* [ABOUT THIS EXERCISE] Write out the line that has "Where can you see the elderly" in it, along with each line that comes after it until the listing ends, and add nothing.
————————
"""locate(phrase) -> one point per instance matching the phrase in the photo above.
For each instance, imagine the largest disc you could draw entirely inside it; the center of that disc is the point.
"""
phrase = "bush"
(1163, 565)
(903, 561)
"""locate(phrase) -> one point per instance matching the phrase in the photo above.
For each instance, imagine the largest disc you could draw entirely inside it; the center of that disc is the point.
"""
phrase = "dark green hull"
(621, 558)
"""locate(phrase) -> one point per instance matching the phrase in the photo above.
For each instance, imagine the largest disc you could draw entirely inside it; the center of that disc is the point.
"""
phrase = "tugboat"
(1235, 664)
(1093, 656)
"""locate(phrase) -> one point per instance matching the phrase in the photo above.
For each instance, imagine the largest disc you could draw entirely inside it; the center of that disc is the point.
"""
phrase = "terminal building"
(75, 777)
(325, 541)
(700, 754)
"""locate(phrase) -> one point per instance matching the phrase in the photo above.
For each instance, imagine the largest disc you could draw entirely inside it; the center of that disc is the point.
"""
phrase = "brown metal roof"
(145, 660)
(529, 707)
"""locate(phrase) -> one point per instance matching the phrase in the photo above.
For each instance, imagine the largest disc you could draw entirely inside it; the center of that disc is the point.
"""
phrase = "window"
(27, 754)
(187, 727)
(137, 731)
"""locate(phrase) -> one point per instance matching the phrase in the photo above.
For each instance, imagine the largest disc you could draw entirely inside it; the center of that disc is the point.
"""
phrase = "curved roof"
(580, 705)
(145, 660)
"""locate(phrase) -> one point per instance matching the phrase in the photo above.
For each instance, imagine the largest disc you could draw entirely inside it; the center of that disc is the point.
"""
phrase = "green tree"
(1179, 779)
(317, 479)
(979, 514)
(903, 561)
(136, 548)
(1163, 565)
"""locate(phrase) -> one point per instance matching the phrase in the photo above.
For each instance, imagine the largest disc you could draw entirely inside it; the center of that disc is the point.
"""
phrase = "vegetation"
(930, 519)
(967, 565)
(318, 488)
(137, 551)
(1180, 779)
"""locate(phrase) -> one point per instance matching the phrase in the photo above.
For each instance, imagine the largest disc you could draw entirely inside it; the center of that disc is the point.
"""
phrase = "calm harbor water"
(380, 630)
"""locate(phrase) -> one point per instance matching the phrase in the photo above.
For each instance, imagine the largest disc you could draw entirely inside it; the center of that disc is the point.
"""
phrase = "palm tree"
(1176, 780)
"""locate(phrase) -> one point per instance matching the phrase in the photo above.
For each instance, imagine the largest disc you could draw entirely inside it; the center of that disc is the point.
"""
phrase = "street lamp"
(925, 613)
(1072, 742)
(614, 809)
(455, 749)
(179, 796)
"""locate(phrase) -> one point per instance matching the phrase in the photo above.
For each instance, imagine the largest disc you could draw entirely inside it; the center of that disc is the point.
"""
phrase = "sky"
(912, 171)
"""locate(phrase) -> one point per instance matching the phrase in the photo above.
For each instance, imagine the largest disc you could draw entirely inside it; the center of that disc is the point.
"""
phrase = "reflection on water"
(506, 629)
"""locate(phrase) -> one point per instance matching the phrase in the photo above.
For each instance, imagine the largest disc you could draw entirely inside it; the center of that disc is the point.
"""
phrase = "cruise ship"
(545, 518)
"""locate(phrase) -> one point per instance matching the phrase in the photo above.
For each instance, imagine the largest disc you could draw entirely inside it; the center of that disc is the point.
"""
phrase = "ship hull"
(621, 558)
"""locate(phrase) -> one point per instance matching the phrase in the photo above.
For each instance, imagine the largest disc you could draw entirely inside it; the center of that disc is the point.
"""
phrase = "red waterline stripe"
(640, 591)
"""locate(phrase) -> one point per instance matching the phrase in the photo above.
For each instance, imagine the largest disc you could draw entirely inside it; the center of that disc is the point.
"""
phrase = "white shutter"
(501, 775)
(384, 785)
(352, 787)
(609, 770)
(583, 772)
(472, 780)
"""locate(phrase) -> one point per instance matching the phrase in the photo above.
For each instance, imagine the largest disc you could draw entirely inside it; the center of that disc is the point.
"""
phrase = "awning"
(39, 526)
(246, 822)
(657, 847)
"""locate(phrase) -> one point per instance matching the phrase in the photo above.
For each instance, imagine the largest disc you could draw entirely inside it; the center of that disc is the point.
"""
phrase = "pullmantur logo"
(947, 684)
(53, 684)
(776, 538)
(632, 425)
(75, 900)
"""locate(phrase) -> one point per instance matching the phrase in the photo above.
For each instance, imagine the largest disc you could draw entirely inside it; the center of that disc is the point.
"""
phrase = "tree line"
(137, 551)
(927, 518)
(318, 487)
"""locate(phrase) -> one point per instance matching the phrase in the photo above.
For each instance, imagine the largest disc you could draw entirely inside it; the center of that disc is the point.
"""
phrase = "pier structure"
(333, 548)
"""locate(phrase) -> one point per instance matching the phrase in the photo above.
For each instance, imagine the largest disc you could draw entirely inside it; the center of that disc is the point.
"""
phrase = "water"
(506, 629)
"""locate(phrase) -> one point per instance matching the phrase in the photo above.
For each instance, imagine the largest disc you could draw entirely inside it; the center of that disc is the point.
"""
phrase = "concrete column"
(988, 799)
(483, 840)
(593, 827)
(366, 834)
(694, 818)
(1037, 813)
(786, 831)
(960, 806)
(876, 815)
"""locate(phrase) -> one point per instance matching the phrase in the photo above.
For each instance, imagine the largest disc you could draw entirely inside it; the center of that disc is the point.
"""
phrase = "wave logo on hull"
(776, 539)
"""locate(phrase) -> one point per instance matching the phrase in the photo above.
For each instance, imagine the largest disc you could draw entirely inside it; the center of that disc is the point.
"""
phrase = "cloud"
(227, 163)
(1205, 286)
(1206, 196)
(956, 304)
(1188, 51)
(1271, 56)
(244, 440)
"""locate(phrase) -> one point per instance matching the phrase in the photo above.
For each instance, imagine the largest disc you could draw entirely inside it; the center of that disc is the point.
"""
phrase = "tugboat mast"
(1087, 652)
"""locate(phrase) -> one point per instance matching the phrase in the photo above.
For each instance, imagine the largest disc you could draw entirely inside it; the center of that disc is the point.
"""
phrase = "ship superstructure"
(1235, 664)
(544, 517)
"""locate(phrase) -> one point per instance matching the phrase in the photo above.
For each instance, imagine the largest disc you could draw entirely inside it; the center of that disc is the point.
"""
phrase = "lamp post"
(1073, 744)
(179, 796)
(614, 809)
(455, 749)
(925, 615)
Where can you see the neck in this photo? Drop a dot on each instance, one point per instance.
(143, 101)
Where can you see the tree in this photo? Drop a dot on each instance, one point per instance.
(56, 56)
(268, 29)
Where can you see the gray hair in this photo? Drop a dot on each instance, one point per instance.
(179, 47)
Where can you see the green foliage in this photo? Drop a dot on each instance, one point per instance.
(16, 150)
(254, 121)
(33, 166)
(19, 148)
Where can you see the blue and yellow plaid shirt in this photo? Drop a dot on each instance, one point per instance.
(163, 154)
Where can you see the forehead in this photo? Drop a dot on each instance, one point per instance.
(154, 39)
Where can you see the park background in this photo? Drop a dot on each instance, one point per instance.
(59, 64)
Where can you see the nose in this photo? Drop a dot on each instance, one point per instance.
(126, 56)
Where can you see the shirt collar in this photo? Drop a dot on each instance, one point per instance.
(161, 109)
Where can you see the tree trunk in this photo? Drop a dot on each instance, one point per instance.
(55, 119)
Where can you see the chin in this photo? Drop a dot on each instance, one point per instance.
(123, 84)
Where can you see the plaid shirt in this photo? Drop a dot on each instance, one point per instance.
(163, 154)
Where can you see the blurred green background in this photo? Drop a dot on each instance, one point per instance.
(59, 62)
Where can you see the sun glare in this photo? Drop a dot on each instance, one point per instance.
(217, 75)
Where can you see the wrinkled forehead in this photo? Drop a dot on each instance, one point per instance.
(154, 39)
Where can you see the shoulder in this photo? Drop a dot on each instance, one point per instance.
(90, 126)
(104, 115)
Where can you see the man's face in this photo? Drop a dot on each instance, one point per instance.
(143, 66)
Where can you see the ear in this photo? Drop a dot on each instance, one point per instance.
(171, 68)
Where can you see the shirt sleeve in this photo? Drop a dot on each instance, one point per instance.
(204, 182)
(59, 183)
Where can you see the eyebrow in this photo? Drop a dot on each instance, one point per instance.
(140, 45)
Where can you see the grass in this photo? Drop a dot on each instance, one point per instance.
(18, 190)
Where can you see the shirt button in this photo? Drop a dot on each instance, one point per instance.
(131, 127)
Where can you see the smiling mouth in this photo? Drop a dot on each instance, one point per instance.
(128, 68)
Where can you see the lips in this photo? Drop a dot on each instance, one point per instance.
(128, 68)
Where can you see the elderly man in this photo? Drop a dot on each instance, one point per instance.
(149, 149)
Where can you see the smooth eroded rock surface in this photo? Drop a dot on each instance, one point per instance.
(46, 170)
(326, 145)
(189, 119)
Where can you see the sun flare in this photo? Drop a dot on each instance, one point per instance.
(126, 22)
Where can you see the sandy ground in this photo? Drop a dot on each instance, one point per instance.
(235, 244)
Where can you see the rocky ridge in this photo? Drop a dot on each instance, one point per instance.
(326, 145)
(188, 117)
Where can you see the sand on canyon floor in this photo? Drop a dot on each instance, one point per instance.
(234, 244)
————————
* [TASK RESPONSE]
Where can you see the elderly man in this photo? Drop a dot on each instance, one point per instance.
(149, 149)
Where can you see the smooth eroded rock surface in this photo? Drop a dot on each instance, one point per instance.
(46, 170)
(326, 145)
(189, 119)
Where can you see the sun flare in this photo? Drop a dot on each instance, one point per instance.
(126, 22)
Where can you see the sandy ground in this photo? Drop a dot on each instance, one point per instance.
(235, 244)
Where can you see the rocky ridge in this photo? Drop a dot on each instance, one point per instance.
(326, 145)
(188, 117)
Where can you see the sand on canyon floor in this photo? Drop a dot on each instance, one point per instance.
(234, 244)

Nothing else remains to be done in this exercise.